| PROBLEM STATEMENT |
Filter the rows below and copy out each line that contains the word "path".

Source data
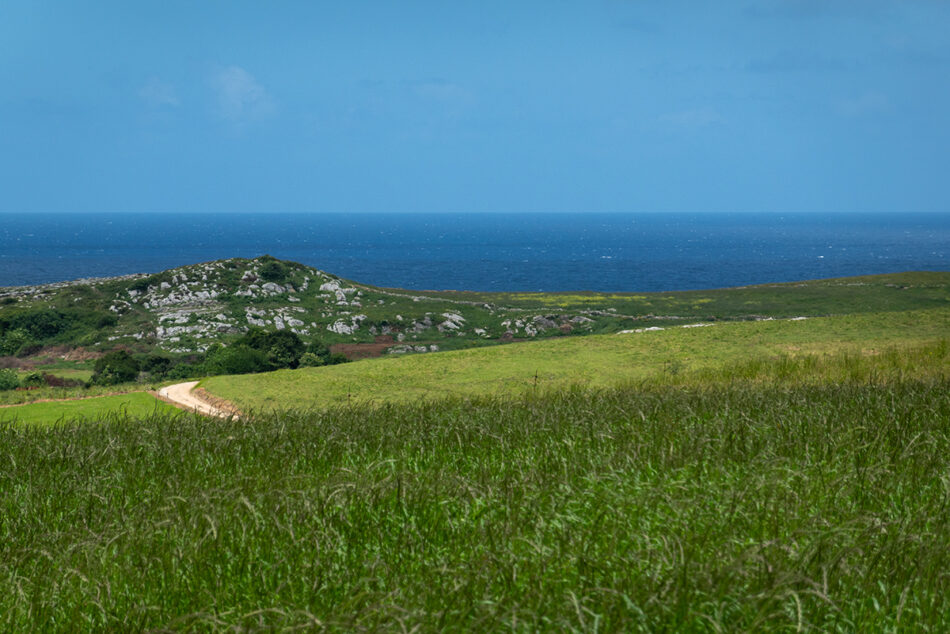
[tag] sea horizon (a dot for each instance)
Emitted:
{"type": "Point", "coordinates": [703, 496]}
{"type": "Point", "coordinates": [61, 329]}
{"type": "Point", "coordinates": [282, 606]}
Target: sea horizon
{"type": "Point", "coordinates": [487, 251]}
* * *
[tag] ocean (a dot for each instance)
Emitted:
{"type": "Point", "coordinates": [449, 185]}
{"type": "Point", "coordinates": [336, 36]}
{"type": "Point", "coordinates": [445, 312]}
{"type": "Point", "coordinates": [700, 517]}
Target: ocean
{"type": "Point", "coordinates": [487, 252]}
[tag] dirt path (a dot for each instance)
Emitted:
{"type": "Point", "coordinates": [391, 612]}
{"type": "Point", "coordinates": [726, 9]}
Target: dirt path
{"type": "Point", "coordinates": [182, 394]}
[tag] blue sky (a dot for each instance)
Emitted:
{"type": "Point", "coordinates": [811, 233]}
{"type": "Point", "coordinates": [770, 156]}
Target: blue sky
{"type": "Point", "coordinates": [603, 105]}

| REPLY TO THE EXERCISE |
[tag] dirt path (a dot for each instance)
Target: dirt path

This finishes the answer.